*WHAT TO DO*
Here are some entries. Print them exactly as they are.

******

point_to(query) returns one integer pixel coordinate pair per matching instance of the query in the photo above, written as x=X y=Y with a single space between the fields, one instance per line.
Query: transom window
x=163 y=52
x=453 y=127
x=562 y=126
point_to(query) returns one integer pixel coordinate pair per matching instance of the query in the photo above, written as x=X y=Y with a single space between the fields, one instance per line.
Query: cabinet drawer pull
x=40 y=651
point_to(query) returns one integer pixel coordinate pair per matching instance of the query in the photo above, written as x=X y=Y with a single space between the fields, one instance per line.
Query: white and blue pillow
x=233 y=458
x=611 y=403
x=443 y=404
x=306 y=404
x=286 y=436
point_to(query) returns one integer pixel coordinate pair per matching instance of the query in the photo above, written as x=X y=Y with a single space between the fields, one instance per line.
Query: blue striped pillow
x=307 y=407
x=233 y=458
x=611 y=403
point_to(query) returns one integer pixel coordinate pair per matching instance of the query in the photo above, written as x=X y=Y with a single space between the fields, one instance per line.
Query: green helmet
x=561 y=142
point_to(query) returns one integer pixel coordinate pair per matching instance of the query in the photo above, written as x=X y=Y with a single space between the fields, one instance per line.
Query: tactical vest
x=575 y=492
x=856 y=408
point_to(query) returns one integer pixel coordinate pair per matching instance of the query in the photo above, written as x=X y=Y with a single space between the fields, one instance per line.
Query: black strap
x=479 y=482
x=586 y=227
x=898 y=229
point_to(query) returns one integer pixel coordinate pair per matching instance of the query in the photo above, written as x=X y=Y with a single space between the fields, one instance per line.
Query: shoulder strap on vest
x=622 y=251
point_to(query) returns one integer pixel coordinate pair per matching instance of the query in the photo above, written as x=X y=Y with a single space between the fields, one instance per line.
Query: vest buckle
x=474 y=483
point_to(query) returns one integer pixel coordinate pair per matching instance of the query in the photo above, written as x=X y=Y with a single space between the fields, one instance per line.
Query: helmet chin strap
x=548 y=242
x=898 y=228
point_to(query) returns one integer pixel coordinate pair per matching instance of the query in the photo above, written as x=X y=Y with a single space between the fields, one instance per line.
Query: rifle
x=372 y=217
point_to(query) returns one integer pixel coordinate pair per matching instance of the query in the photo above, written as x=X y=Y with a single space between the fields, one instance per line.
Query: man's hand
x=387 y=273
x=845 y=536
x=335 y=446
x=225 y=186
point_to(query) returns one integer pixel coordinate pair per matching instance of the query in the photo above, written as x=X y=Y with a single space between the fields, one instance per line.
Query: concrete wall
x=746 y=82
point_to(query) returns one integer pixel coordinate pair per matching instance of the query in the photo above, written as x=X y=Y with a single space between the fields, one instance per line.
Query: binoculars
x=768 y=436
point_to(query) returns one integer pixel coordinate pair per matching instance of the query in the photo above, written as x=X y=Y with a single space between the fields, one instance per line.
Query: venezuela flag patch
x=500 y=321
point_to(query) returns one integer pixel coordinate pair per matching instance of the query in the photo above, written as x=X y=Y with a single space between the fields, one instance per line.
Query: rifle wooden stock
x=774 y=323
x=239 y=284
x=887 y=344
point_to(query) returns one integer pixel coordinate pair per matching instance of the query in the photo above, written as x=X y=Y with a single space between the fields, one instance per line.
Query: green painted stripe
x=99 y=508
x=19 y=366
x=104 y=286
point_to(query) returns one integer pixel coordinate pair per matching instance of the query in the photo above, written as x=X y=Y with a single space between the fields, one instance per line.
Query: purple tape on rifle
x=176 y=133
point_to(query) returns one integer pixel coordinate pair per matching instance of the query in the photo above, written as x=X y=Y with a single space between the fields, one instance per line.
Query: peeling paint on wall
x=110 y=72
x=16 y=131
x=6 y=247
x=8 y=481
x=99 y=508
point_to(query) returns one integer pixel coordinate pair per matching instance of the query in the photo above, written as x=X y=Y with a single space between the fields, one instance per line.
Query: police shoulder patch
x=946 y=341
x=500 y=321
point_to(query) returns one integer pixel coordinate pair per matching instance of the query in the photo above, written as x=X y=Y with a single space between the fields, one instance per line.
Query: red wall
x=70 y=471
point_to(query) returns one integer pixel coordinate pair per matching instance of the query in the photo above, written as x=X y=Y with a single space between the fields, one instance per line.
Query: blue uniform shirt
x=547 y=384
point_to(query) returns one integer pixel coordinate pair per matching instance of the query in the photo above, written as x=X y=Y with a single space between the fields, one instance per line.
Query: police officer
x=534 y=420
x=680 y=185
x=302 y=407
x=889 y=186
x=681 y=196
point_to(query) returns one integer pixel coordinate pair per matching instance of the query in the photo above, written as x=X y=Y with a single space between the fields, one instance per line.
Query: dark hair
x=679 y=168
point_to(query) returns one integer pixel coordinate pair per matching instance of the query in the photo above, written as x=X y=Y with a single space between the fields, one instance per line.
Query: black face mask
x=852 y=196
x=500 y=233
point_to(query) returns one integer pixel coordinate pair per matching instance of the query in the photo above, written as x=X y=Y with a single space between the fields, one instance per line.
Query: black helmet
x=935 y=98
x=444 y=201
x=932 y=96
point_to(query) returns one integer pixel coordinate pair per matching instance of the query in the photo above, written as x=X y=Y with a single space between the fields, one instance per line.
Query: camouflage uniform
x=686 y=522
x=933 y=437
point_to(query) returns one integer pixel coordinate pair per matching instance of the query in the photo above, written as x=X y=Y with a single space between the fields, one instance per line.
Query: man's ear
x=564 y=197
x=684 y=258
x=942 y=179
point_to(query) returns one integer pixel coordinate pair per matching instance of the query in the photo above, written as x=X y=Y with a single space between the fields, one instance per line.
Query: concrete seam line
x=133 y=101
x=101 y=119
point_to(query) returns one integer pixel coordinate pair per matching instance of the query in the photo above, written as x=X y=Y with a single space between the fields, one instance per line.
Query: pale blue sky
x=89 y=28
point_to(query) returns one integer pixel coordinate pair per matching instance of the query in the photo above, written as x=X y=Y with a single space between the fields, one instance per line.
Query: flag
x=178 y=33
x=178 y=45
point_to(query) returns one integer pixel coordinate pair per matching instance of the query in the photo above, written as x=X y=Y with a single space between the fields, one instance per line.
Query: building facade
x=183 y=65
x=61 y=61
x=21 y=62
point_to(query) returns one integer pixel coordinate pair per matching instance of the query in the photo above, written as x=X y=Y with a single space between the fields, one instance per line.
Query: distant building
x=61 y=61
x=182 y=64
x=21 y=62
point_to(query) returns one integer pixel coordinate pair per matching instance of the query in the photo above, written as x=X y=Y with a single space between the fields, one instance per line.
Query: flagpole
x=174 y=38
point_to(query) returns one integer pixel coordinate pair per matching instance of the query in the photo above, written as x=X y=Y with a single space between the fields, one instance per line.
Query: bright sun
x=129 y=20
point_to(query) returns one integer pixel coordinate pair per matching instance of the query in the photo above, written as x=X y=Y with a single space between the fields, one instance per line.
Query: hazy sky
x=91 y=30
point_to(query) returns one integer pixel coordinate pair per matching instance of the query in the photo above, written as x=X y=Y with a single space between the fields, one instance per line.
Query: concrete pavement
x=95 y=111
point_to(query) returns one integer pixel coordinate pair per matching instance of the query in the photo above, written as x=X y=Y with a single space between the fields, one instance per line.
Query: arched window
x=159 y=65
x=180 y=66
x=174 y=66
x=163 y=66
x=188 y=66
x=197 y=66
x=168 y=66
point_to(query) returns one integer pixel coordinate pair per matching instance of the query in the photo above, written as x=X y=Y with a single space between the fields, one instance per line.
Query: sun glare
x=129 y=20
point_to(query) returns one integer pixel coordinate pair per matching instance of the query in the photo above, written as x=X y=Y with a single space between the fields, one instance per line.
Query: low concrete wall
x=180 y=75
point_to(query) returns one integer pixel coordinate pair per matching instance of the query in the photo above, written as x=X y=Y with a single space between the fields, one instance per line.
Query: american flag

******

*RESPONSE AREA*
point_to(query) returns one integer pixel coordinate pair per matching instance of the query in the photo above, written as x=X y=Y with a single space between the fields, one instance per line.
Query: transom window
x=163 y=52
x=453 y=127
x=562 y=126
point_to(query) returns one integer pixel coordinate pair per matching instance of the query in the photo above, written as x=X y=Y with a single space between the fields, one instance per line.
Query: cabinet drawer pull
x=40 y=651
point_to(query) returns one integer pixel coordinate pair per matching instance of the query in the photo above, written as x=X y=Y with a single space between the fields, one instance per line.
Query: white and blue pillow
x=233 y=458
x=611 y=403
x=443 y=404
x=306 y=404
x=286 y=436
point_to(query) returns one integer pixel coordinate pair per matching instance of the query in the photo above, written as x=X y=Y with a single space between the fields, one instance per line.
Query: blue striped pillow
x=307 y=407
x=233 y=458
x=611 y=403
point_to(query) returns one integer pixel coordinate pair per matching instance of the query in the photo above, written as x=X y=Y with a single space between the fields, one instance per line.
Query: green helmet
x=561 y=142
point_to(query) returns one integer pixel coordinate pair per matching instance of the query in the photo above, written as x=X y=Y with a single space between the fields, one instance per line.
Query: tactical vest
x=575 y=492
x=856 y=408
point_to(query) returns one integer pixel coordinate pair per matching instance of the query in the photo above, written as x=X y=Y with a single space between the fields, one instance per line.
Query: black strap
x=479 y=482
x=586 y=227
x=898 y=229
point_to(query) returns one integer pixel coordinate pair per matching instance of the query in the photo above, written as x=X y=Y with a single space between the fields, one instance per line.
Query: shoulder strap on vest
x=622 y=251
point_to(query) returns one integer pixel coordinate pair per matching instance of the query in the photo above, written as x=X y=Y with a single space between the fields, one instance per line.
Query: vest buckle
x=474 y=483
point_to(query) returns one integer pixel coordinate pair per matching instance of the query in the photo above, written as x=X y=Y with a single space between the fields, one instance per line.
Query: helmet chin strap
x=548 y=242
x=898 y=228
point_to(query) returns one integer pixel coordinate pair per matching instance of the query in the photo above, written as x=X y=Y with a single space between the fields, one instance per line.
Query: rifle
x=372 y=217
point_to(query) returns one integer pixel coordinate pair per matching instance of the query in the photo above, written as x=X y=Y with a single space between the fields, one instance per line.
Query: man's hand
x=387 y=273
x=845 y=536
x=335 y=446
x=225 y=186
point_to(query) returns one integer pixel coordinate pair per matching instance of the query in the photo above, written as x=X y=Y with a single space between the fields, one instance per line.
Query: concrete wall
x=746 y=82
point_to(query) returns one integer pixel coordinate pair per matching instance of the query in the photo above, written as x=X y=Y with a single space between the fields, one instance per line.
Query: binoculars
x=768 y=436
point_to(query) returns one integer pixel coordinate pair per matching instance of the query in the photo above, written as x=X y=Y with a single space between the fields, one instance per line.
Query: venezuela flag patch
x=500 y=321
point_to(query) returns one integer pixel coordinate pair per matching instance of the query in the photo above, written as x=X y=Y with a single space between the fields, one instance per line.
Query: rifle wooden stock
x=774 y=323
x=239 y=284
x=887 y=344
point_to(query) returns one integer pixel coordinate pair per matching instance of the query in the photo above, written as x=X y=Y with a single space between the fields, one instance per line.
Query: green painted stripe
x=99 y=508
x=19 y=366
x=104 y=286
point_to(query) returns one integer pixel coordinate pair per matching instance of the query in the photo above, written as x=X y=Y with a single space between the fields, one instance per line.
Query: purple tape on rifle
x=176 y=133
point_to(query) returns one integer pixel coordinate pair per matching instance of the query in the photo above, written as x=X y=Y with a single space between the fields, one instance per line.
Query: peeling paint on wall
x=110 y=72
x=16 y=131
x=6 y=247
x=8 y=481
x=99 y=508
point_to(query) returns one integer pixel coordinate pair per matching instance of the query in the photo above, written as x=X y=Y with a single space between the fields, one instance per line.
Query: police shoulder patch
x=946 y=341
x=500 y=321
point_to(query) returns one integer pixel coordinate pair per matching instance of the query in the photo above, written as x=X y=Y with a single space between the fields, one instance per line.
Query: red wall
x=70 y=471
point_to(query) returns one integer pixel coordinate pair per matching instance of the query in the photo above, written as x=X y=Y with a single space between the fields, one instance per line.
Query: blue uniform shirt
x=547 y=384
point_to(query) returns one integer pixel coordinate pair per matching instance of the query in the photo above, written as x=X y=Y with a single space between the fields, one instance per line.
Query: police officer
x=534 y=420
x=680 y=185
x=302 y=407
x=889 y=186
x=681 y=196
point_to(query) returns one integer pixel coordinate pair per matching instance of the query in the photo above, written as x=X y=Y with a single space between the fields, one instance per line.
Query: dark hair
x=679 y=168
point_to(query) returns one integer pixel coordinate pair per matching instance of the query in the photo above, written as x=X y=Y with a single space between the fields, one instance per line.
Query: black face mask
x=852 y=196
x=500 y=233
point_to(query) returns one integer pixel coordinate pair per matching instance of the query in the photo above, written as x=X y=Y with a single space between the fields, one instance per line.
Query: black helmet
x=935 y=98
x=444 y=201
x=932 y=96
point_to(query) returns one integer pixel coordinate pair per matching instance of the query in the photo above, written as x=X y=Y with a single space between the fields, one instance per line.
Query: camouflage uniform
x=686 y=522
x=933 y=437
point_to(query) returns one integer pixel coordinate pair per matching instance of the query in the photo above, written as x=X y=Y with a single space between the fields, one instance per line.
Query: man's ear
x=564 y=197
x=684 y=258
x=942 y=179
point_to(query) returns one integer pixel coordinate pair per matching instance of the query in the photo above, written as x=X y=Y with a single space between the fields, one instance per line.
Query: concrete seam line
x=133 y=101
x=101 y=119
point_to(query) returns one integer pixel coordinate pair per matching instance of the query in the photo above, written as x=X y=Y with a single space between the fields, one instance per line.
Query: pale blue sky
x=89 y=28
point_to(query) returns one integer pixel coordinate pair per matching instance of the query in the photo above, written as x=X y=Y with a single space between the fields, one instance per line.
Query: flag
x=178 y=33
x=178 y=45
point_to(query) returns one integer pixel coordinate pair per matching instance of the query in the photo above, written as x=X y=Y with a single space between the fields, one instance per line.
Query: building facade
x=183 y=65
x=61 y=61
x=21 y=62
point_to(query) returns one integer pixel coordinate pair per matching instance of the query in the photo above, written as x=X y=Y with a single space between the fields, one instance per line.
Query: distant building
x=61 y=61
x=182 y=64
x=21 y=62
point_to(query) returns one integer pixel coordinate pair per matching instance of the query in the photo above, written as x=X y=Y with a single space between the fields, one instance per line.
Query: flagpole
x=174 y=38
point_to(query) returns one integer pixel coordinate pair per matching instance of the query in the photo above, written as x=X y=Y with a single space between the fields, one instance per line.
Query: bright sun
x=129 y=20
point_to(query) returns one integer pixel coordinate pair per matching instance of the query in the photo above, written as x=X y=Y with a single space between the fields, one instance per line.
Query: hazy sky
x=91 y=30
point_to(query) returns one integer pixel coordinate pair per matching instance of the query in the photo above, written as x=X y=Y with a single space between the fields, one instance per line.
Query: concrete pavement
x=95 y=111
point_to(query) returns one integer pixel coordinate pair per matching instance of the query in the photo above, written as x=X y=Y with a single space between the fields, one instance per line.
Query: arched window
x=159 y=65
x=180 y=66
x=174 y=66
x=163 y=66
x=188 y=66
x=197 y=66
x=168 y=66
point_to(query) returns one integer pixel coordinate pair per matching instance of the query in the photo above, written as x=X y=Y with a single space between the fields, one instance per line.
Query: sun glare
x=129 y=20
point_to(query) returns one integer pixel coordinate pair per matching instance of the query in the photo above, written as x=X y=Y with a single space between the fields, one instance per line.
Query: low concrete wall
x=180 y=75
point_to(query) returns one integer pixel coordinate pair per matching instance of the query in the photo above, written as x=X y=Y with a single space between the fields, one instance per line.
Query: american flag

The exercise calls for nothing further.